- TEKS SUMBER -
Wewenang dan Tanggung Jawab
Oleh: Fauzi Azis
DALAM organisasasi pemerintahan dan lembaga tinggi negara maupun dalam kelembagaan organisasi yang lain, kedua istilah tersebut di atas sudah sangat familiar. Wewenang didapat oleh seseorang di dalam suatu organisasi karena jabatannya. Sedangkan tanggung jawab adalah suatu bentuk obligasi dari seseorang yang memiliki kewenangan karena jabatannya.
Kenapa wewenang dan tanggung jawab dipadankan kedudukannya. Salah satu jawabannya karena setiap keputusan atau ketetapan yang dikeluarkan oleh pejabat berwenang, dapat bersifat mengikat (mandatory) dan si empunya kewenangan sekaligus dalam waktu bersamaan melekat sebuah tanggung jawab bahwa apa yang telah diputuskannya dapat dijamin keabsahannya secara hukum formal. Pada sisi yang lain dapat pula menjadi acuan bagi pengambilan keputusan lebih lanjut oleh pejabat pada level di bawahnya atau bahkan sebagai dasar untuk pelaksanaan eksekusi di lapangan.
Contoh paling mudah mengenai wewenang adalah seorang lurah menerbitkan KTP sedangkan contoh tanggung jawab adalah karena tanda tangan pak lurah ada di dalam KTP tersebut, maka pak lurah mempunyai tanggung jawab atas keabsahan KTP bersangkutan. Itulah contoh paling mudah tentang perbedaan antara wewenang dan tanggung jawab.
Dalam prakteknya sehari-hari, kejadiannya tidak selalu demikian. Adakalanya orang hanya mau wewenangnya saja karena mungkin dia berfikir dengan kewenangan yang dimiliki, dia bisa melakukan apa saja sesuai kewenangannya, tanpa pernah berfikir tentang tanggung jawab. Tipe seperti ini, orang awam sering menyebutnya sewenang-wenang dan perilaku yang demikian seringkali menjerumuskan kepada tindakan yang koruptif karena kepentingan dirinya sendiri dan tanggung jawab urusan belakangan.
Pada situasi lain, pemegang wewenang enggan atau bahkan menolak bertanggung jawab atas tindakan yang diambil, karena kewenangan yang dimilikinya dintervensi oleh kepentingan lain yang sesungguhnya jauh dari kewenangannya yang dimilikinya.

- KETERANGAN SUMBER -
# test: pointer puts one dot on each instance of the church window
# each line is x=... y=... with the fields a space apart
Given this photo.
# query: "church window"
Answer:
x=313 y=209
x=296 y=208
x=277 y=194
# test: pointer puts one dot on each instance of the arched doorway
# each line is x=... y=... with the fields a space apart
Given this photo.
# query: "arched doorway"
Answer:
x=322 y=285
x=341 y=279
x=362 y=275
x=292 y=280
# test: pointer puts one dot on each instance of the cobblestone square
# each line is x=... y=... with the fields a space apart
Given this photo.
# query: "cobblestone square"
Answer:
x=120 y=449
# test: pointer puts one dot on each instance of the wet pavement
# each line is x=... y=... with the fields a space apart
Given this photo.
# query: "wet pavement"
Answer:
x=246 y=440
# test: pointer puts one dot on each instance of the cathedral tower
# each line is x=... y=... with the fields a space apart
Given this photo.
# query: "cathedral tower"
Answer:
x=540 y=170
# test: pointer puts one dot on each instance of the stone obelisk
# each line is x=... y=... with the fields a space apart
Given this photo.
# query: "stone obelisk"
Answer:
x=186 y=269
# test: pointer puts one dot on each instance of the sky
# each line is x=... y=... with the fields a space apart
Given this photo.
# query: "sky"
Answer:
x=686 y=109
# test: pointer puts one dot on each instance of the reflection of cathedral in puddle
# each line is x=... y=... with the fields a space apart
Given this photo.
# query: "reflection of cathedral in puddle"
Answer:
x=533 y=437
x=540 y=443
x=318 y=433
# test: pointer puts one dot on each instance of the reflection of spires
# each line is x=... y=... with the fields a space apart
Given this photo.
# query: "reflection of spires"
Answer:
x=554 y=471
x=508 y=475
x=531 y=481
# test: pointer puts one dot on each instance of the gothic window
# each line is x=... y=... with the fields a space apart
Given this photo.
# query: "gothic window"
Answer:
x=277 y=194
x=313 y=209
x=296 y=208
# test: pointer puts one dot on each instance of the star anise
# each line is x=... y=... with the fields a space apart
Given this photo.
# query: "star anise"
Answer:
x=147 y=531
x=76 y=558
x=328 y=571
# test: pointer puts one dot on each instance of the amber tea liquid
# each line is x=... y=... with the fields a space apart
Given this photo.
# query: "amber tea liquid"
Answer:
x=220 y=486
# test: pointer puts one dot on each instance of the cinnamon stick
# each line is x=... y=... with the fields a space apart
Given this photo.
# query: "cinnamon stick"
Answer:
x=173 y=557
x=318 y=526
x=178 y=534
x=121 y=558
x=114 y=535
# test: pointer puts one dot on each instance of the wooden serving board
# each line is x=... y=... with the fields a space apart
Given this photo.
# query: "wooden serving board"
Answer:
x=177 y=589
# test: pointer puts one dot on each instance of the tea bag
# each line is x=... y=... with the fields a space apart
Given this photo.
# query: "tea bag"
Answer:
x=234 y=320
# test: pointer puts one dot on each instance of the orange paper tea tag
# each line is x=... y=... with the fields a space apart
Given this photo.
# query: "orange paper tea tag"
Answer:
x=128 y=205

- TUGAS YANG DIKERJAKAN -
1) Menurut teks tentang wewenang dan tanggung jawab, mengapa pak lurah bertanggung jawab atas keabsahan KTP yang diterbitkannya? Jelaskan dalam satu sampai tiga kalimat.
2) Lanjutkan teks tentang wewenang dan tanggung jawab mulai setelah kalimat terakhirnya.

- JAWABAN PER BUTIR -
1) Pak lurah bertanggung jawab atas keabsahan KTP karena tanda tangannya ada di dalam KTP tersebut.

2)
Manakala terjadi problem yang merugikan masyarakat luas, maka yang bersangkutan pasti tidak mau bertanggung jawab sendiri atas kejadian tersebut dan berupaya untuk menarik pihak lain ikut bertanggung jawab. Tipe yang ini juga rawan dengan perilaku koruptif (masyarakat sering sebut perilaku koruptif berjamaah).
Yang paling ideal tentu bila seseorang mendapat kewenangan karena jabatannya, maka pada saat bersamaan yang bersangkutan harus berjanji dan berikrar dengan sepenuh hati bahwa di balik kewenangan tersebut melekat sebuah tanggung jawab, baik kepada dirinya sendiri, kepada keluarganya, kepada kantor/lembaga di mana seseorang bekerja, tanggung jawab kepada hukum dan etika dan tanggung jawab kepada Tuhan.
Pelajaran yang paling berharga dari topik tentang wewenang dan tanggung jawab ini ada beberapa catatan yang patut kita hayati bersama :
1) Kalau dilakukan pembobotan, wewenang sesungguhnya lebih ringan bobotnya daripada tanggung jawab karena seseorang memiliki naluri gemar akan kekuasaan atau kewenangan, tetapi begitu kewenangan dikaitkan dengan soal tanggung jawab, maka paling tidak hati kecilnya akan mengatakan berat atas wewenang yang dimilikinya, padahal sejatinya yang membuat berat itu adalah tanggung jawabnya, bukan kewenangannya.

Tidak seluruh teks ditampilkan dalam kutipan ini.